**TASK REQUIREMENTS**.
Below are the records. Retype exactly the lines between the lines holding "query | spot the fluted" and "query | spot the dark", inclusive.

**Natural-language object grounding data**.
---*---

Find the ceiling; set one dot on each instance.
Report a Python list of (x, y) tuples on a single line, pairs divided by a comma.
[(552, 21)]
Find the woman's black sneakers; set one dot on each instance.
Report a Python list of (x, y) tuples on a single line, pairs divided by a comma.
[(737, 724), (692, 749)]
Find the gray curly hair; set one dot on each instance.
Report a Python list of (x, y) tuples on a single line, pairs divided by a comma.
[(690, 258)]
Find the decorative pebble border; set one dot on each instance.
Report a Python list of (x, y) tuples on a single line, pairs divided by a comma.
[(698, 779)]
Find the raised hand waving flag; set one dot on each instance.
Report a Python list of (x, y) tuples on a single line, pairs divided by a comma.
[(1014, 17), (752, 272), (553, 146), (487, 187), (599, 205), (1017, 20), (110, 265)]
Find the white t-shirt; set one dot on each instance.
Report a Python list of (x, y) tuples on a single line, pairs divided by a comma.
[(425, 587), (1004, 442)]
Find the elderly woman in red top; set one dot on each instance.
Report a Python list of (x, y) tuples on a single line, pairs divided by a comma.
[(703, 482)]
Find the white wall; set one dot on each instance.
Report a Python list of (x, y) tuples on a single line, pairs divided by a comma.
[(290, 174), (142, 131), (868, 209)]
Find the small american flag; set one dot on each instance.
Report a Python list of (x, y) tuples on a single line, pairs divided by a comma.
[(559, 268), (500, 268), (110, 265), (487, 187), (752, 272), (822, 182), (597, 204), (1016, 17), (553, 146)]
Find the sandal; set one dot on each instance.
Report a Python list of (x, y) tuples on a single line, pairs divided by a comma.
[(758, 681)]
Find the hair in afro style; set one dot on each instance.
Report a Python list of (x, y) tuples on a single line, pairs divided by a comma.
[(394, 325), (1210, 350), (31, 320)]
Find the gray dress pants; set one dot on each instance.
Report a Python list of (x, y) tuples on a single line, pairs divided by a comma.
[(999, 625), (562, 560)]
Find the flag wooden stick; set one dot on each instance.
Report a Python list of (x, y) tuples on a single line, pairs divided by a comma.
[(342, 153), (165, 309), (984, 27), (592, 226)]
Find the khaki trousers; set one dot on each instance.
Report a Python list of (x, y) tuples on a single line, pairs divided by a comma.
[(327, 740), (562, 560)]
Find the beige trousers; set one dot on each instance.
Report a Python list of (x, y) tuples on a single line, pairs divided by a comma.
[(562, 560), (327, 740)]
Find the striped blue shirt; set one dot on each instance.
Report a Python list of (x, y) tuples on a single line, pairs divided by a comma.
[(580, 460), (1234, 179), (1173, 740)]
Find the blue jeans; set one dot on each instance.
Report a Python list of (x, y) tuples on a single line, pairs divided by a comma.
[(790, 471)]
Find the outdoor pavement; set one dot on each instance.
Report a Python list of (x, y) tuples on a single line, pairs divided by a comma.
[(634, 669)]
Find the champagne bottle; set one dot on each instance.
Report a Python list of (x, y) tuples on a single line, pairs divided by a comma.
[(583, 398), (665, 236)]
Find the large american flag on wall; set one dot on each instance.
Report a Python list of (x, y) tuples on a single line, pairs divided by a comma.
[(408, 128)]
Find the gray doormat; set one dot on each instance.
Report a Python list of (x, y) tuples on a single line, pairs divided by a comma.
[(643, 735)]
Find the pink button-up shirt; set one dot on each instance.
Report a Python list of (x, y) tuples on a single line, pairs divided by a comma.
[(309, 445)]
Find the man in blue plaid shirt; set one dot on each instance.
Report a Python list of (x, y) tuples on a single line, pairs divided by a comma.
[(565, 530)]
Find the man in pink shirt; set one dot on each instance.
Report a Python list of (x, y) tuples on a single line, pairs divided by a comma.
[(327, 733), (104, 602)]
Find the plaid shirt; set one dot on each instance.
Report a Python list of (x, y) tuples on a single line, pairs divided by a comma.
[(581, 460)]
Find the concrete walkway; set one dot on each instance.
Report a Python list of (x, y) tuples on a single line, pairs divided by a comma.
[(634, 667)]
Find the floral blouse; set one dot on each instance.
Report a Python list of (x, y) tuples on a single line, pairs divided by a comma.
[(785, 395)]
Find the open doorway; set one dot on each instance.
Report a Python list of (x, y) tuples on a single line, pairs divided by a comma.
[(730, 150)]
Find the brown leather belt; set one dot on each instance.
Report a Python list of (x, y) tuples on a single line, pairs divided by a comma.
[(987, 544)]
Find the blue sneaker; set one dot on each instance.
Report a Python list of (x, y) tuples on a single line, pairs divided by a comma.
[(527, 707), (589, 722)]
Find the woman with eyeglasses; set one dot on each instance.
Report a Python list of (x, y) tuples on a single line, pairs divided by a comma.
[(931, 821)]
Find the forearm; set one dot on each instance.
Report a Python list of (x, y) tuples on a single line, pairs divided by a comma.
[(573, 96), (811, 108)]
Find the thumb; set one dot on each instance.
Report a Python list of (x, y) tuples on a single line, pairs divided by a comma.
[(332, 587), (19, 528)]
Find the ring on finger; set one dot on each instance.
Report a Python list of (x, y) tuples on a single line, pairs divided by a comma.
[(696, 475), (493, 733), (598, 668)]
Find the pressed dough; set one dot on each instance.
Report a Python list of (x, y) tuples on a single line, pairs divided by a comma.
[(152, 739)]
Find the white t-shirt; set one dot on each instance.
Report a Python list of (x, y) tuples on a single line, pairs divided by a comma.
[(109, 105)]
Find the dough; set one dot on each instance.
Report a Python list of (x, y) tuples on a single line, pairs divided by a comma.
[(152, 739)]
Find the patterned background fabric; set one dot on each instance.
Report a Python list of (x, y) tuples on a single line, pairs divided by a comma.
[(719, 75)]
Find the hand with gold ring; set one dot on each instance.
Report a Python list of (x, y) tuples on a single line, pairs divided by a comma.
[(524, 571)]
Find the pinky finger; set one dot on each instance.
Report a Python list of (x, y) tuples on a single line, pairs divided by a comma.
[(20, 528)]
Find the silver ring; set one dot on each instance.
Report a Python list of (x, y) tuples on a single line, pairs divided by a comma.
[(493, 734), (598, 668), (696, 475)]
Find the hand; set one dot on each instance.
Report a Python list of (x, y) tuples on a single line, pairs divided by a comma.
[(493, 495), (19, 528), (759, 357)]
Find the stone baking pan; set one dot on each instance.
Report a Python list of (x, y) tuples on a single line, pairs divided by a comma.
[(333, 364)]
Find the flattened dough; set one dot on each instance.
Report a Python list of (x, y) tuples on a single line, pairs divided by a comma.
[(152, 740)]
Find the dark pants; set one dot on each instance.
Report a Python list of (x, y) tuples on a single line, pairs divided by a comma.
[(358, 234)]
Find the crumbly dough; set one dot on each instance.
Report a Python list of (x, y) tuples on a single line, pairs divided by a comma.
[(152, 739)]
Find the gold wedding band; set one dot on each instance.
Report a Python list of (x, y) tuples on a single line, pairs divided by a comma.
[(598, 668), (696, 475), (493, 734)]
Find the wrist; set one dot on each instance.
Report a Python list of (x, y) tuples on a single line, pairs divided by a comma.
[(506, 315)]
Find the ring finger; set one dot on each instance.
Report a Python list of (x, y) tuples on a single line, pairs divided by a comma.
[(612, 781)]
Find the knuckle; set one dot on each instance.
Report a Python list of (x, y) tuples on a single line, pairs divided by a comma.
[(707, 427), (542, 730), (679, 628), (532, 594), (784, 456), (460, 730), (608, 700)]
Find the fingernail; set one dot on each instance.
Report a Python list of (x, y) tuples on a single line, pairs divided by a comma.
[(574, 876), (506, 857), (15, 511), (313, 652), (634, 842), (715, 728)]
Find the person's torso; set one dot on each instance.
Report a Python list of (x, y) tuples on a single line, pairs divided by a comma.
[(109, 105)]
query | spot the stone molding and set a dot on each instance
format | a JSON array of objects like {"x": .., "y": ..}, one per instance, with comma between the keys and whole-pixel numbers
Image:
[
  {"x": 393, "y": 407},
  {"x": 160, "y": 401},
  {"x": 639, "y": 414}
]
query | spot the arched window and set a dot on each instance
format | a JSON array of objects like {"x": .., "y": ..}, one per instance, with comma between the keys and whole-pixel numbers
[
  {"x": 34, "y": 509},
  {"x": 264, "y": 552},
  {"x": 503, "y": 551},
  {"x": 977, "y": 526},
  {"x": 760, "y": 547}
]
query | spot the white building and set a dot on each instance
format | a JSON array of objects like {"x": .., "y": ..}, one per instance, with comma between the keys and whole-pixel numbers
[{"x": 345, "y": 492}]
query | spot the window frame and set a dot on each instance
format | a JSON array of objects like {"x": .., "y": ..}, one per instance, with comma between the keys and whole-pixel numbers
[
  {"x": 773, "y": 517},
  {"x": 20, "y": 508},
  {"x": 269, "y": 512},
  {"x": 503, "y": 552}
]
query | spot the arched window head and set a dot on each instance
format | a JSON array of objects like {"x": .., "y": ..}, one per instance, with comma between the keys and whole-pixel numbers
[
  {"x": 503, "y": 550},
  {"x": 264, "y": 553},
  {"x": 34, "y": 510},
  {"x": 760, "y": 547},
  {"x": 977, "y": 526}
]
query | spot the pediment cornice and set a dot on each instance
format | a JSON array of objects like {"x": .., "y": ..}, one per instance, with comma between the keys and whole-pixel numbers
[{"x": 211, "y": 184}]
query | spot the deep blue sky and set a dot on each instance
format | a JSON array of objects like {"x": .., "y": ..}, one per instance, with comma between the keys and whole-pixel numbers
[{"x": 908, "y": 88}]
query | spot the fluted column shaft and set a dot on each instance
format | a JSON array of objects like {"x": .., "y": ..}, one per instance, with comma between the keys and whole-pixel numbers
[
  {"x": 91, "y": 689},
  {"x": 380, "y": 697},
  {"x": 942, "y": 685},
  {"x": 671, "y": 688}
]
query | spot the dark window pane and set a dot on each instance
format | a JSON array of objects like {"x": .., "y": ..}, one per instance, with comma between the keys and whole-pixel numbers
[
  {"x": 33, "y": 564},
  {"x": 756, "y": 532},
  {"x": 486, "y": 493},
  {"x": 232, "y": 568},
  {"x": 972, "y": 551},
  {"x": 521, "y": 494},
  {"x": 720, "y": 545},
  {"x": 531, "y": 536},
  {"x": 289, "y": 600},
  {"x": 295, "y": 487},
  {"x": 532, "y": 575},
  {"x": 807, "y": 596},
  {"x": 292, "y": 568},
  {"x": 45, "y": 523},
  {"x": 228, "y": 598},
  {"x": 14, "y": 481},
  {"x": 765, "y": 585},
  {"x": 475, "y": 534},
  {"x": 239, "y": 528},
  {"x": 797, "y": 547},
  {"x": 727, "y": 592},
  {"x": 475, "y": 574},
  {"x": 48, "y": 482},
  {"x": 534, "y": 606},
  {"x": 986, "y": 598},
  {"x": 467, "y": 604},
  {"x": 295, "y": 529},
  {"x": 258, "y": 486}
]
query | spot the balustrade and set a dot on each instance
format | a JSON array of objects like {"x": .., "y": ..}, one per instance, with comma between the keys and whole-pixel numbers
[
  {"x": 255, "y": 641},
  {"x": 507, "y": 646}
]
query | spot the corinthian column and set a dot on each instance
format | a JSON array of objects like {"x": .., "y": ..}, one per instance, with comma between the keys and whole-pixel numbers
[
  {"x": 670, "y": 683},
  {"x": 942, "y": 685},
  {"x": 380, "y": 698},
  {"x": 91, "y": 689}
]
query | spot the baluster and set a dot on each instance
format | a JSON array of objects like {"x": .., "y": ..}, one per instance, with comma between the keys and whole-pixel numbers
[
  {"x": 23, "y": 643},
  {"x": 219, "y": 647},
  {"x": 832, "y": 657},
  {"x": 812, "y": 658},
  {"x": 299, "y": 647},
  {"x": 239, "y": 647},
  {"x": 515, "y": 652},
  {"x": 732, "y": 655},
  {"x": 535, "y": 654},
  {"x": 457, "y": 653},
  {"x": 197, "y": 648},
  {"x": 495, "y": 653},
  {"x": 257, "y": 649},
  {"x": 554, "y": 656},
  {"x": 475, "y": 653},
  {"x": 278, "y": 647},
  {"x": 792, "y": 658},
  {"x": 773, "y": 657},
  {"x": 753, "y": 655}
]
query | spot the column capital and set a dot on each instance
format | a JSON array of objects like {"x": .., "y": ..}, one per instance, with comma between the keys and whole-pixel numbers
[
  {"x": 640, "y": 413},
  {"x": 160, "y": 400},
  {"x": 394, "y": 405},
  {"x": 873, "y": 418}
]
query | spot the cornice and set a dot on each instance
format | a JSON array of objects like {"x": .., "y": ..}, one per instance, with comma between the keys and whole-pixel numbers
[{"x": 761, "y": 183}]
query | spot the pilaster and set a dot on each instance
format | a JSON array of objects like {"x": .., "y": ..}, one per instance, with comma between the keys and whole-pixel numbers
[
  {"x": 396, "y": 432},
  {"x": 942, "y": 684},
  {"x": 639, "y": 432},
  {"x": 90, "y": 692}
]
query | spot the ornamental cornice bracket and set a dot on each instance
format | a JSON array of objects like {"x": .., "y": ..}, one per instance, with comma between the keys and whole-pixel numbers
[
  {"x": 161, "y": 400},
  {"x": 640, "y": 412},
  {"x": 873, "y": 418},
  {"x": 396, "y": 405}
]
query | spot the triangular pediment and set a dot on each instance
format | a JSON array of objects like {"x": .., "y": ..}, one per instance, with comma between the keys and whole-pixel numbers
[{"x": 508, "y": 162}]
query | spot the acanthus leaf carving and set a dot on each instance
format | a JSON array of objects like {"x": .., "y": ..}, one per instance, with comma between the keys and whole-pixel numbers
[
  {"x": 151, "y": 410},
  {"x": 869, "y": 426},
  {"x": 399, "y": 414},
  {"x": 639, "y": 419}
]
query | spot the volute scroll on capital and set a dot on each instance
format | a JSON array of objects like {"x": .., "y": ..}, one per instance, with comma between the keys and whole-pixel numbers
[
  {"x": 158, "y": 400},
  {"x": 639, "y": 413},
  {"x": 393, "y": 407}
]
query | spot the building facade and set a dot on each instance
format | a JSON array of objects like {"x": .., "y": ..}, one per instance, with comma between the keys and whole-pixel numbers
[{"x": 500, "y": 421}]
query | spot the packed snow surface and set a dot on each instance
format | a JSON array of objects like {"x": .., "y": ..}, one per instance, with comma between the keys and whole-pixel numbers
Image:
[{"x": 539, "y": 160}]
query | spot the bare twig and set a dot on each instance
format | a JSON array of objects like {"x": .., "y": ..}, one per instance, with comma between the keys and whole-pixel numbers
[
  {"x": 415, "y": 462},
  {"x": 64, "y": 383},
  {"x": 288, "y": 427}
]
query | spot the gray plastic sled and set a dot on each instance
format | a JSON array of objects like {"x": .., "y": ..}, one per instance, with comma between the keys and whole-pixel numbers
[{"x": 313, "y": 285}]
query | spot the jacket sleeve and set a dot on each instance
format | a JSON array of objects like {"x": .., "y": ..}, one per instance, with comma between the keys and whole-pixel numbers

---*---

**RESULT OF THE TASK**.
query | spot the fluted column shaft and set a dot on each instance
format | a JSON array of objects like {"x": .., "y": ..}, one per instance, with comma between the keys and whole-pixel numbers
[
  {"x": 91, "y": 689},
  {"x": 380, "y": 697},
  {"x": 942, "y": 685},
  {"x": 671, "y": 688}
]
query | spot the dark window pane and set a dot on each instance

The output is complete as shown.